__What you will do__: The listing below holds a line with "[(87, 153), (230, 162), (224, 284), (160, 241)]" and a line with "[(32, 352), (16, 154)]". Reproduce those two lines exactly, plus everything between them.

__Available data__:
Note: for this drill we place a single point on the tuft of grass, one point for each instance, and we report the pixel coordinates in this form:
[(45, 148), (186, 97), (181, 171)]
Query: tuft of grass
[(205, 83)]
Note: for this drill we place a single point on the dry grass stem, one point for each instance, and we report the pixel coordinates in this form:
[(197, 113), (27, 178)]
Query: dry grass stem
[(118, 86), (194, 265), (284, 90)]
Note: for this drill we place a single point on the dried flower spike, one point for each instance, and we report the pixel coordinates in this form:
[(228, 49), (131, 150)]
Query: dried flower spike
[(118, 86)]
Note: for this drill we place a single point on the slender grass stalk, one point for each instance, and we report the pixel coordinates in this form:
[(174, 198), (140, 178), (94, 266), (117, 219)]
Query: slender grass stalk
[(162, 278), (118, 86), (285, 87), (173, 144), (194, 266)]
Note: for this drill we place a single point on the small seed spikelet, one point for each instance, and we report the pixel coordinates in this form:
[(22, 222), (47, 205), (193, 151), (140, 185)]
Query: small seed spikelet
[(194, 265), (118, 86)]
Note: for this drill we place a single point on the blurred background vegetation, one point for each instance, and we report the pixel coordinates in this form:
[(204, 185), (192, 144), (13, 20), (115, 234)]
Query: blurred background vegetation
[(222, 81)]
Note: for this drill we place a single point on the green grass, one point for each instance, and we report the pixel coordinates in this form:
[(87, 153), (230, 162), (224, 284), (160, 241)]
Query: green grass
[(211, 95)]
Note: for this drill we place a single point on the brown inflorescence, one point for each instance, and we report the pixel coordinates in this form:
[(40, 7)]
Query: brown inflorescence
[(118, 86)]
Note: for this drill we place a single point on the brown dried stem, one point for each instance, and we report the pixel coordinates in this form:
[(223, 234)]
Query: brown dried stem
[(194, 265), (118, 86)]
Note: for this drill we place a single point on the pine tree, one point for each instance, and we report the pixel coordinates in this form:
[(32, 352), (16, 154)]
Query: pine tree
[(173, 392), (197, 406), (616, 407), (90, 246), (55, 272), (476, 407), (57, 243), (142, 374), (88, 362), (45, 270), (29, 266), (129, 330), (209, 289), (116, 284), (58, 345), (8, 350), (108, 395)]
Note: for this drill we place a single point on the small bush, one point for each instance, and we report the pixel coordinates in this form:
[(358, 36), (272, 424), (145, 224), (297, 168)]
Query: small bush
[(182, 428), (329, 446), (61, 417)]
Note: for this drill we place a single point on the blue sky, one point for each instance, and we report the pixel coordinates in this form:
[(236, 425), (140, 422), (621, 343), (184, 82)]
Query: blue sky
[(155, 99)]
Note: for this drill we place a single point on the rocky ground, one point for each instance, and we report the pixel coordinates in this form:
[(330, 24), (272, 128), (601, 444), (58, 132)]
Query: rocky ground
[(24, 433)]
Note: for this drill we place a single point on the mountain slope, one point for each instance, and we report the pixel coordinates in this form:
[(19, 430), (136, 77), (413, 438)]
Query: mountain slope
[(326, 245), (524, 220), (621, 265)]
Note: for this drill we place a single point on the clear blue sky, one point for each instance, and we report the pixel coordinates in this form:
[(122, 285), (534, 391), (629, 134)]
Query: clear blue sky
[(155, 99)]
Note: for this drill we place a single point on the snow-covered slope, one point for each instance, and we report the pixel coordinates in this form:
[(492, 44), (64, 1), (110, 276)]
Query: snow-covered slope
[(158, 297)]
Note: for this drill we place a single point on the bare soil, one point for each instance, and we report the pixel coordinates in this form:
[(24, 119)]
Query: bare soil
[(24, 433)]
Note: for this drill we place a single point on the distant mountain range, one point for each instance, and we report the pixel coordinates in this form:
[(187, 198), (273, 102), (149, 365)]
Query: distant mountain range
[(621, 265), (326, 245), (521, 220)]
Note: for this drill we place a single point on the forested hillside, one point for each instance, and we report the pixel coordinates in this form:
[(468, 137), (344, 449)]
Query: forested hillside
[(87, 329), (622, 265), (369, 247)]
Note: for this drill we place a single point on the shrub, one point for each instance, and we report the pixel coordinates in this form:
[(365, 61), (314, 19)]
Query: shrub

__Response__:
[(87, 153), (230, 162), (224, 284), (160, 241)]
Query: green grass
[(211, 95)]
Note: for this drill we place a single point on the brown inflorescence, one point for each instance, and we report the pixel coordinates in this form:
[(40, 7)]
Query: brown inflorescence
[(118, 86)]
Note: for this drill we place a single point on the brown dried stem, one point for each instance, and we report the pixel coordinates in this form:
[(223, 234)]
Query: brown dried stem
[(194, 265), (118, 86)]
Note: for this drill we place a single point on the pine tree, one point for each instance, and we report the pixel coordinates in this form:
[(32, 352), (16, 154)]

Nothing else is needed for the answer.